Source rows
———

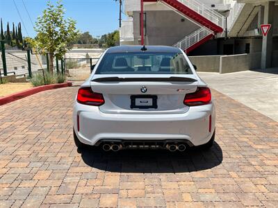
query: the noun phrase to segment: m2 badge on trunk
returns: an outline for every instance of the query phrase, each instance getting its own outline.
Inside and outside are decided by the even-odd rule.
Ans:
[[[141,92],[142,92],[142,93],[146,93],[147,92],[147,88],[145,86],[142,86],[141,87]]]

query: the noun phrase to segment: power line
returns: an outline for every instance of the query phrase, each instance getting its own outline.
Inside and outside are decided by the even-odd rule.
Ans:
[[[29,12],[28,12],[28,10],[27,10],[27,8],[26,7],[25,3],[24,3],[24,1],[23,0],[22,0],[22,3],[23,3],[23,6],[24,6],[25,10],[26,10],[26,12],[27,12],[28,17],[29,17],[30,21],[31,21],[31,23],[32,24],[33,27],[35,28],[34,24],[33,23],[32,19],[31,19],[31,17],[30,17],[30,14],[29,14]]]
[[[18,10],[18,8],[17,8],[17,4],[15,3],[15,0],[13,0],[13,3],[15,4],[15,8],[17,9],[17,14],[18,14],[18,15],[19,16],[19,18],[20,18],[20,19],[21,19],[22,21],[22,24],[23,24],[23,26],[24,27],[25,31],[26,32],[27,35],[29,36],[29,34],[28,34],[27,29],[26,28],[26,26],[25,26],[25,24],[24,24],[24,21],[23,21],[22,17],[22,16],[20,15],[19,11],[19,10]]]

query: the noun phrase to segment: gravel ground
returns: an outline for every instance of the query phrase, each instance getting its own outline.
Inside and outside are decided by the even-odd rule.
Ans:
[[[31,83],[6,83],[0,85],[0,97],[33,87]]]

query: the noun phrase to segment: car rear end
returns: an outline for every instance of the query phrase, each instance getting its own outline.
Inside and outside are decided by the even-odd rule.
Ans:
[[[79,141],[106,150],[184,150],[208,143],[215,113],[211,92],[186,55],[172,47],[108,51],[79,89],[74,111]]]

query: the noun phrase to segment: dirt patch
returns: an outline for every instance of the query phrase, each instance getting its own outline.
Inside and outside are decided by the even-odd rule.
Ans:
[[[0,97],[33,87],[31,83],[6,83],[0,85]]]

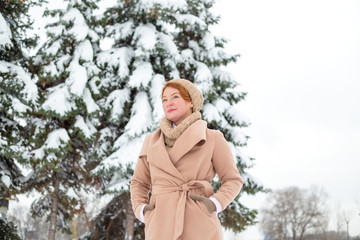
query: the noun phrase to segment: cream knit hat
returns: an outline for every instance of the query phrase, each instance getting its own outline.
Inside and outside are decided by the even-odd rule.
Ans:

———

**WORK TO DO:** Echo the rows word for word, starting with the first row and going on through the line that contains "[[[0,97],[33,87],[31,83],[6,83],[0,85]]]", both ends included. Leave the pictures out of your answer.

**COMPLETE RESPONSE:**
query: the noun phrase to segment: m2 badge on trunk
returns: an outline for every instance of the query phrase, each instance getting its own outline.
Inside and outside are decided by the even-odd rule.
Ans:
[[[141,92],[142,92],[142,93],[146,93],[147,92],[147,88],[145,86],[142,86],[141,87]]]

query: the noun phrase to segment: power line
returns: an outline for every instance of the query phrase, each instance getting its own outline.
Inside and outside are decided by the even-odd rule.
Ans:
[[[29,12],[28,12],[28,10],[27,10],[27,8],[26,7],[25,3],[24,3],[24,1],[23,0],[22,0],[22,3],[23,3],[23,6],[24,6],[25,10],[26,10],[26,12],[27,12],[28,17],[29,17],[30,21],[31,21],[31,23],[32,24],[33,27],[35,28],[34,24],[33,23],[32,19],[31,19],[31,17],[30,17],[30,14],[29,14]]]
[[[18,10],[18,8],[17,8],[17,4],[15,3],[15,0],[13,0],[13,3],[15,4],[15,8],[17,9],[17,14],[18,14],[18,15],[19,16],[19,18],[20,18],[20,19],[21,19],[22,21],[22,24],[23,24],[23,26],[24,27],[25,31],[26,32],[27,35],[29,36],[29,34],[28,34],[27,29],[26,28],[26,26],[25,26],[25,24],[24,24],[24,21],[23,21],[22,17],[22,16],[20,15],[19,11],[19,10]]]

query: the noun phrase to segment: gravel ground
returns: an outline for every instance of the query phrase, each instance getting its own outline.
Inside and outside are decided by the even-odd rule.
Ans:
[[[31,83],[6,83],[0,85],[0,97],[33,87]]]

query: the noun phrase to segment: car rear end
returns: an outline for every instance of the query phrase, each instance getting its own outline.
Inside and outside are decided by the even-odd rule.
Ans:
[[[79,141],[106,150],[184,150],[208,143],[215,113],[211,92],[186,55],[172,47],[108,51],[79,89],[74,111]]]

query: the noun phrase to segment: dirt patch
returns: an outline for every instance of the query phrase, each instance getting its own outline.
Inside and outside are decided by the even-odd rule.
Ans:
[[[0,97],[33,87],[31,83],[6,83],[0,85]]]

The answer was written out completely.